__Instructions for the task__: From the line with "the blue soccer" through the final line, please write out the listing exactly, including both of those lines.

(Stored dataset items)
-- Begin --
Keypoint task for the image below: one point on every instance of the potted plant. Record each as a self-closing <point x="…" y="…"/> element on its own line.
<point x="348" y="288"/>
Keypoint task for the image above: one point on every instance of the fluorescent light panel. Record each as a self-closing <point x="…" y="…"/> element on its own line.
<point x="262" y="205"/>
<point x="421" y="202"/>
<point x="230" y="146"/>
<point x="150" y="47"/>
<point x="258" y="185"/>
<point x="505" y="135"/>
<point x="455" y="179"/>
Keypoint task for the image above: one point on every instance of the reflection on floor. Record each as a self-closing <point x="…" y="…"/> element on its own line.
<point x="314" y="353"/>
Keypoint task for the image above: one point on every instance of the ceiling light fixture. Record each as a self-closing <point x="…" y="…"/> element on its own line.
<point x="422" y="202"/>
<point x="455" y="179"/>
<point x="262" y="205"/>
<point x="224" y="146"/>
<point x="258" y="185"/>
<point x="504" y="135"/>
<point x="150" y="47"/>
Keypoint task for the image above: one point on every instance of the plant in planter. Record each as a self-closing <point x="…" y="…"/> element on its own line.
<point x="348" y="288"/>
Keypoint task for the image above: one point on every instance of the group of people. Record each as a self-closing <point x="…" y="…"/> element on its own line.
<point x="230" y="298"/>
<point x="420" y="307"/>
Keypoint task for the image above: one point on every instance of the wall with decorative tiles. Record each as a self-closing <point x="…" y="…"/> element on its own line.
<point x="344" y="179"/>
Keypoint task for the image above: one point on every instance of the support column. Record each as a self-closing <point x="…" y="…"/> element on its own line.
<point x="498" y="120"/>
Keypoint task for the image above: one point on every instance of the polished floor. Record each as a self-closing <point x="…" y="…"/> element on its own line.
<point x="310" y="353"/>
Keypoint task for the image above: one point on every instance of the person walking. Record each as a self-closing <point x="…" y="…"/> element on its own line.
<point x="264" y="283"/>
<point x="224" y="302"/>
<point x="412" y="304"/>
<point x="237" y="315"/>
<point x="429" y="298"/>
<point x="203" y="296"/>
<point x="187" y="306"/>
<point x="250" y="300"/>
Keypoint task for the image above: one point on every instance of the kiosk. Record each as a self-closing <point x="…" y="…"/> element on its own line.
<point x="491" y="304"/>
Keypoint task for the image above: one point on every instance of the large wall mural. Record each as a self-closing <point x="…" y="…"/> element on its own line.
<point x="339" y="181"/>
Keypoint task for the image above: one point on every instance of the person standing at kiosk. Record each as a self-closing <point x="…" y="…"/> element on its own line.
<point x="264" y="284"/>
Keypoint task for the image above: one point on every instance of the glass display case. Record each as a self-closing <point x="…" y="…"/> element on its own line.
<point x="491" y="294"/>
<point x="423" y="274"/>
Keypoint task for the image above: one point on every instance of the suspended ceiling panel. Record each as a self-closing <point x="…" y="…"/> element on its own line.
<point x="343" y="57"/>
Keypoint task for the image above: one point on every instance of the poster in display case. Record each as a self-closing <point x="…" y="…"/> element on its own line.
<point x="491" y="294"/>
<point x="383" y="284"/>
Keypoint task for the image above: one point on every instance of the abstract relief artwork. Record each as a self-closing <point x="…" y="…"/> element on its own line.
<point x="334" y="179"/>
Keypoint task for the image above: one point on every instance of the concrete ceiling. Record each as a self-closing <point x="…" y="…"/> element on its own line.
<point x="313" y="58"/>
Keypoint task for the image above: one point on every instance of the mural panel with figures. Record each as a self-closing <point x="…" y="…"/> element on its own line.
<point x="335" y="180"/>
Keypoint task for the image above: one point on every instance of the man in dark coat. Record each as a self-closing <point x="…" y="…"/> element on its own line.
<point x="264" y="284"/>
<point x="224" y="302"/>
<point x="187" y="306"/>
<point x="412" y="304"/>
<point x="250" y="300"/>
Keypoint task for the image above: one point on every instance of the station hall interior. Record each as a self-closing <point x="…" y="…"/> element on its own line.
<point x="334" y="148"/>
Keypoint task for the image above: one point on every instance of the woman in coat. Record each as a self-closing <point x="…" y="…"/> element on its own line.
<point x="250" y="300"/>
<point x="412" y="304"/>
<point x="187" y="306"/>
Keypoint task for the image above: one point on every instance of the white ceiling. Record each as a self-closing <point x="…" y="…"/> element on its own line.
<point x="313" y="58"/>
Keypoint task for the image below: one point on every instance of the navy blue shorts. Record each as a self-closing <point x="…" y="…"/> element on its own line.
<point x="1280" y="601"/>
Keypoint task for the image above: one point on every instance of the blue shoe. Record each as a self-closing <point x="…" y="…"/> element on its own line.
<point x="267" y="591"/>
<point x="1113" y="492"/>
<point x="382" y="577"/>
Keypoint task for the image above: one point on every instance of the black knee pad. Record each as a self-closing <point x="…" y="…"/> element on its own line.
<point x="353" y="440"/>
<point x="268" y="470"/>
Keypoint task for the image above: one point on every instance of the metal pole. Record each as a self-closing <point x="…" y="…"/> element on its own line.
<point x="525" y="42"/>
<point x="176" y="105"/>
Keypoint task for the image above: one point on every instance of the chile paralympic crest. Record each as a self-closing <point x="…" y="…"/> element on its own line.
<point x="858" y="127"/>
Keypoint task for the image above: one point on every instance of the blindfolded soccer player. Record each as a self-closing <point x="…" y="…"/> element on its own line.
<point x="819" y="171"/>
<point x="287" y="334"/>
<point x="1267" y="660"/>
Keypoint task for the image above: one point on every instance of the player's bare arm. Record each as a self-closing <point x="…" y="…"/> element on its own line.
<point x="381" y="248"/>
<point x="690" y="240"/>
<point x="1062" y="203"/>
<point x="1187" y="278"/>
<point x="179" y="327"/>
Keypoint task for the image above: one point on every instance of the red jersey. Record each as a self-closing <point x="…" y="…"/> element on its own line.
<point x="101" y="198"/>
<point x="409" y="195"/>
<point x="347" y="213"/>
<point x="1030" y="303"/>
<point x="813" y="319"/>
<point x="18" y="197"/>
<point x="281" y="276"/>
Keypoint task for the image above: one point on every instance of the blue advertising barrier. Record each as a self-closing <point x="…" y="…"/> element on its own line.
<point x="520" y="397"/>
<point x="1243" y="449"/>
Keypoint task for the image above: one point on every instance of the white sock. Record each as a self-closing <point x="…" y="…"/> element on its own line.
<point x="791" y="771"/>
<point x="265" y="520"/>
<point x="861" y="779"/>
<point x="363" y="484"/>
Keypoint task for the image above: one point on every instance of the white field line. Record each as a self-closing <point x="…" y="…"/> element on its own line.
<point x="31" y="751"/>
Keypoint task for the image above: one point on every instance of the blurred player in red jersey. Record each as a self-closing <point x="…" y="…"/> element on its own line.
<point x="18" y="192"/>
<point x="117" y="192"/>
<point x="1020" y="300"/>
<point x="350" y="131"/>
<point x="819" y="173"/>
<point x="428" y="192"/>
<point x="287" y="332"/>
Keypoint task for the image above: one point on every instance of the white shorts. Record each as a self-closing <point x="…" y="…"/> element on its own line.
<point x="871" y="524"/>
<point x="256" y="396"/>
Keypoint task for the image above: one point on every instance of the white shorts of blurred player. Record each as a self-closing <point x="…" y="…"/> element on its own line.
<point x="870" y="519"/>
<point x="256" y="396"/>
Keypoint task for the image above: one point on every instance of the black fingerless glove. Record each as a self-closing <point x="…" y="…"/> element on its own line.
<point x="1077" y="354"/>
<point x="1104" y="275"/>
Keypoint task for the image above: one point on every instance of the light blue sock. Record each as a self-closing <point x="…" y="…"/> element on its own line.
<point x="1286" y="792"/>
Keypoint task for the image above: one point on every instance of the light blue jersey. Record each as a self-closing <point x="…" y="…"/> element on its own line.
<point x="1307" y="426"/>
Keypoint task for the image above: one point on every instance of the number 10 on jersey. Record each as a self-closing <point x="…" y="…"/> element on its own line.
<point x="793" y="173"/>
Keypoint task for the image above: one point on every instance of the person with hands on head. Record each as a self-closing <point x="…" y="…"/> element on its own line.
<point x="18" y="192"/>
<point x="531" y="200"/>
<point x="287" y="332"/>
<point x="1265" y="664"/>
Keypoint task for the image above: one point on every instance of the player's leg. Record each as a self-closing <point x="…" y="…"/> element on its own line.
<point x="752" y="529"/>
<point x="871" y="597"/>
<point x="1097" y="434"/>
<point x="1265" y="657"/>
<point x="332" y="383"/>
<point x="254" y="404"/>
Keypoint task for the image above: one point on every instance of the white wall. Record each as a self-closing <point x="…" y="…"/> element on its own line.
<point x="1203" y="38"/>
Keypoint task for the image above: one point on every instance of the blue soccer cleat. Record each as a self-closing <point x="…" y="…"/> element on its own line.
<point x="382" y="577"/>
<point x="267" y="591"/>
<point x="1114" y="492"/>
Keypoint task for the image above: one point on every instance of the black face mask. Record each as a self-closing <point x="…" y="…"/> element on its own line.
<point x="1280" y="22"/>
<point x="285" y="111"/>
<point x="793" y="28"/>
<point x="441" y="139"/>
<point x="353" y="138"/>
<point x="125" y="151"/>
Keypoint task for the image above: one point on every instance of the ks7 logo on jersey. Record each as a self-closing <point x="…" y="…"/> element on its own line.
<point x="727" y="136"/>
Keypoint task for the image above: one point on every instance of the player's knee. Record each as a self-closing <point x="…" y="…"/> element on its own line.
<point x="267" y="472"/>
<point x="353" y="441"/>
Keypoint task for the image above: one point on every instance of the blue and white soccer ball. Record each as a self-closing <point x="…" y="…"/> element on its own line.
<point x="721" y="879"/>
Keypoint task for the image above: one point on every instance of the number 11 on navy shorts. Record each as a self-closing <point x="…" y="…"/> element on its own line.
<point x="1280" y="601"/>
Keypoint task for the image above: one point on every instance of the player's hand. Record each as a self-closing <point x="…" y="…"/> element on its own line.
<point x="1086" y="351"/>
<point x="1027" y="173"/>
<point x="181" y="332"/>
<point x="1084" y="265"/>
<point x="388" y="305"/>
-- End --
__Exercise response__:
Keypoint task for the image above: one point on every instance of the blue soccer cleat. Record each as a self-closing <point x="…" y="…"/> element on its own line.
<point x="382" y="577"/>
<point x="267" y="591"/>
<point x="1114" y="492"/>
Keypoint task for the image above: one point on every instance of the black face mask. Record each as a self-closing <point x="…" y="…"/> element on its own line.
<point x="1280" y="22"/>
<point x="285" y="111"/>
<point x="793" y="28"/>
<point x="441" y="139"/>
<point x="353" y="138"/>
<point x="125" y="151"/>
Keypoint task for the image above: one point on every instance of the ks7 logo on jersey. Record each as a self-closing <point x="…" y="…"/> element on its own line.
<point x="727" y="136"/>
Keypoint task for the image above: one point on every instance of the player's knee. Record each as a self-closing <point x="…" y="…"/> element on its own line.
<point x="267" y="472"/>
<point x="353" y="441"/>
Keypoint task for the image above: one point on every instance of the blue and white soccer ball. Record each as a self-closing <point x="…" y="…"/> element on its own line.
<point x="721" y="879"/>
Keypoint task for the image above: one point on every instance of the number 11 on navy shorts. Record each as a self-closing <point x="…" y="…"/> element on its own line.
<point x="1280" y="601"/>
Keypoint task for the image above: one point on every instance of the player's hand. Record each as a self-closing <point x="…" y="…"/> element on its own line.
<point x="1086" y="351"/>
<point x="1027" y="173"/>
<point x="181" y="332"/>
<point x="1084" y="265"/>
<point x="388" y="305"/>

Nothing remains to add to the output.